--- Begin Document passage ---
Boonoonoonoos is the fifth studio album by Boney M., released in September 1981.

Background
Despite producer Frank Farian having announced by the end of 1979 that Boney M. were to take a break, recording sessions for a new album began in the spring of 1980, and the title "Boonoonoonoos" (a Caribbean word for "Happiness", derived from Latin "Bonus" = good) already appeared as one of the first completed tracks, a cover of Larry Dillon's ska-title "Train to Skaville", which was intertwined with new rap parts as "That's Boonoonoonoos". Two of the new recordings, "I See A Boat On The River" and "My Friend Jack" were issued to promote The Magic of Boney M. - 20 Golden Hits in April 1980.

Farian invited the singers Liz Mitchell and Marcia Barrett and his crew of musicians to Nice in the summer of 1980, where several new songs were recorded. A new double A-side single "Children Of Paradise"/"Gadda-Da-Vida" was released in September, announcing the as yet untitled new album to be released in November '80. The single reached number 11 in Germany, but in the UK their popularity was now quickly slipping. When released in February 1981, the single peaked at a disappointing number 66. In the meantime, Farian had decided to revise the whole album.

While new pressings of "Children of Paradise" now promoted "The Magic of Boney M." on the back cover, the band instead issued another single in December, a cover version of "Felicidad (Margherita)" backed with "Strange". "Felicidad", originally recorded by Italian band Massara as "Margherita (Love In The Sun)" in 1979, managed to get Boney M. into the German Top 10 again and it became a sizeable hit in most of Europe as well. In the Netherlands, the single was released with "Strange" as the A-side.

At the same time, singer Marcia Barrett issued the solo single "You" / "I'm Lonely", produced by John Edmed, and written by Kelvin James. Released in Germany in December 1980, and belatedly released in the UK in September 1981, the single failed to chart in either of the countries. Another song from the same sessions, "Breakaway", ended up on Boonoonoonoos as a Boney M. track with Frank Farian on lead vocals.

New recording sessions took place in the spring of 1981. The band flew to Jamaica in August 1981  to record a TV special and perform live in concert with Rita Marley, shoot photos for the album innersleeve and a projected photo book that was never published, and one of the final songs "Silly Confusion" was recorded in Bob Marley's Tuff Gong studios in Kingston.

Boonoonoonoos – originally intended to be released as a double-album – was subsequently trimmed to a one disc, thirteen track release.  A limited edition double album was, however, issued in Germany, France and the UK, containing slightly longer versions of certain songs, but with the same number of tracks.
--- End Document passage ---
--- Begin Data provided ---
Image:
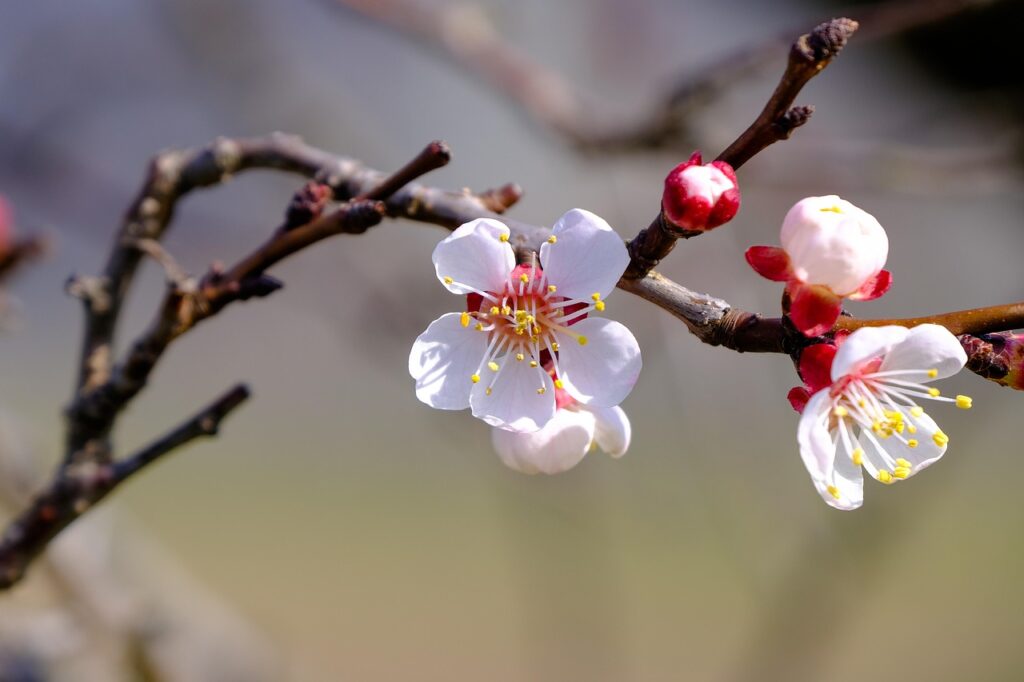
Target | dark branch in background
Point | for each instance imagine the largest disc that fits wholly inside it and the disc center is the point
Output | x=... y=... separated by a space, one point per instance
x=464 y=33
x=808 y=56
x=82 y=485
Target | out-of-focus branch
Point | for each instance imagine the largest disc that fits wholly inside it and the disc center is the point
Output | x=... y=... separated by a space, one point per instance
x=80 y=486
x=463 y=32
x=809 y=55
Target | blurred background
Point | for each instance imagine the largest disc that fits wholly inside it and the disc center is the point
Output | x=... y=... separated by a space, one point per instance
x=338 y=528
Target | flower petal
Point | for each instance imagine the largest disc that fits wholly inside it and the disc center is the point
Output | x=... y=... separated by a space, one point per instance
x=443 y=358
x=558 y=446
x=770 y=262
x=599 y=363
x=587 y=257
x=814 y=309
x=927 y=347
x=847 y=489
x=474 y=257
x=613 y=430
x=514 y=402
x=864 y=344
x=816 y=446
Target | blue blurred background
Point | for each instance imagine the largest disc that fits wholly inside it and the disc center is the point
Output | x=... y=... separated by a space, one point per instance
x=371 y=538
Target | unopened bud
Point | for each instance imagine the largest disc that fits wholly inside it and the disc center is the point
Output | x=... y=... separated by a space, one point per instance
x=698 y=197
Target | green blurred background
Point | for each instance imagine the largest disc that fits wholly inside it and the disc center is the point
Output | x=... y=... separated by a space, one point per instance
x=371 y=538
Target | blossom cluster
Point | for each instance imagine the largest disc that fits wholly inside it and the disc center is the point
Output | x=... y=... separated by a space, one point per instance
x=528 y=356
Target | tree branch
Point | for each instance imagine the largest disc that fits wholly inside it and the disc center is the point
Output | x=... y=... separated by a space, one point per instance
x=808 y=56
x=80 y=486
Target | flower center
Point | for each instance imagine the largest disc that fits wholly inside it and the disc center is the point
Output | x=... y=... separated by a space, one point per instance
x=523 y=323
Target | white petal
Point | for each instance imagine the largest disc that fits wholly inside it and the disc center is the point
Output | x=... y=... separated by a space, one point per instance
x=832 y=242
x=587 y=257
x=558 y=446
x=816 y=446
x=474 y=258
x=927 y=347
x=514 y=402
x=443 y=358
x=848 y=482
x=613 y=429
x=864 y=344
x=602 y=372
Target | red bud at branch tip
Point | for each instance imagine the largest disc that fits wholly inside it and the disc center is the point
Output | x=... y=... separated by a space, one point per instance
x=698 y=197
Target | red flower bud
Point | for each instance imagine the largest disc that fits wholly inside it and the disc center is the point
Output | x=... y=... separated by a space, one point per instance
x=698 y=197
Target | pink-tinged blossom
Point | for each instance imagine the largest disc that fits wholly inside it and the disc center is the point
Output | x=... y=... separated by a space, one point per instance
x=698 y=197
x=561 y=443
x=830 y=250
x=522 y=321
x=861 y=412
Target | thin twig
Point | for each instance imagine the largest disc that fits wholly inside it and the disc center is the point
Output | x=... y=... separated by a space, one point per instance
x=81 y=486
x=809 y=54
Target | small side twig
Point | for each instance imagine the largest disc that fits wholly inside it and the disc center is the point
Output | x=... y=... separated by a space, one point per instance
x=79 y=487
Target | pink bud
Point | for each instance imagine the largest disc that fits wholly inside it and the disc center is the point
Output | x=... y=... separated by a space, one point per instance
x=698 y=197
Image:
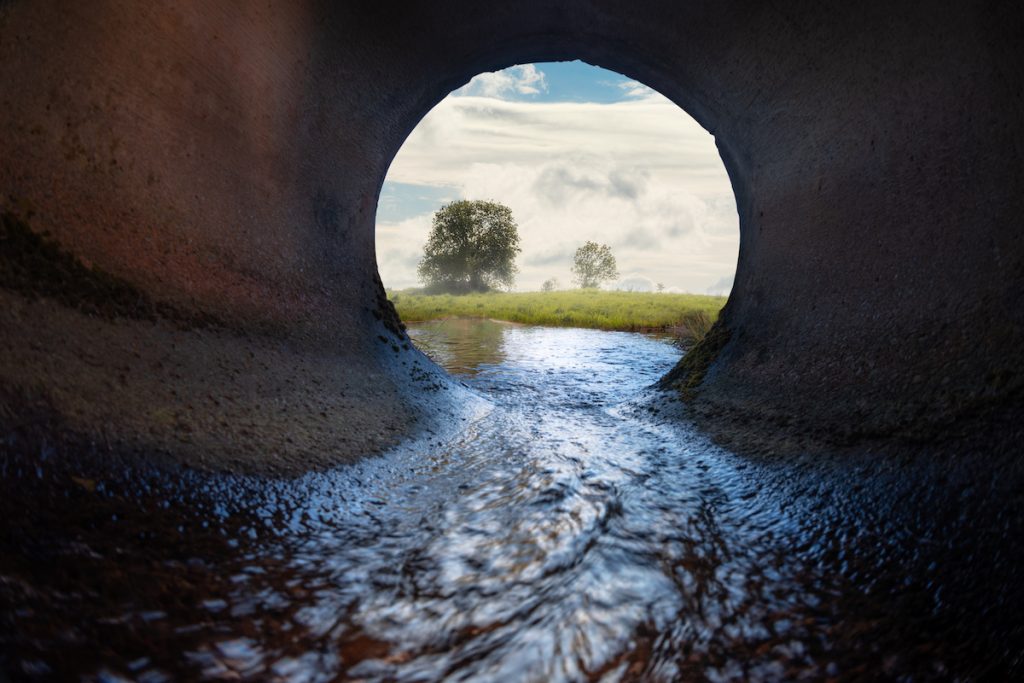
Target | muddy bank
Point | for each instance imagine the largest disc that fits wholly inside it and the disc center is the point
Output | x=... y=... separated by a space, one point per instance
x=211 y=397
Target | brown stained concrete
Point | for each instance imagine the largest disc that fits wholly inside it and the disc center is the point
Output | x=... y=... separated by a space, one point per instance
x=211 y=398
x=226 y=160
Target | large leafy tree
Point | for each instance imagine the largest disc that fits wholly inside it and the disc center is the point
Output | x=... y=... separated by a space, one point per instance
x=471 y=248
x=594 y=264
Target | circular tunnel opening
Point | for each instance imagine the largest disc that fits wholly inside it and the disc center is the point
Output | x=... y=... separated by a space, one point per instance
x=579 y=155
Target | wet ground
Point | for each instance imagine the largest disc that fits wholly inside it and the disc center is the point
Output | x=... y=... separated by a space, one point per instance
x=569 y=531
--- End Data provided ---
■ **Goal**:
Answer these questions from the Boonoonoonoos album text:
1. What chart position did the "Children Of Paradise"/"Gadda-Da-Vida" single reach in Germany?
2. Who produced Marcia Barrett's solo single "You" / "I'm Lonely"?
3. In which city was "Silly Confusion" recorded?

■ **Final answer**:
1. Number 11.
2. John Edmed.
3. Kingston.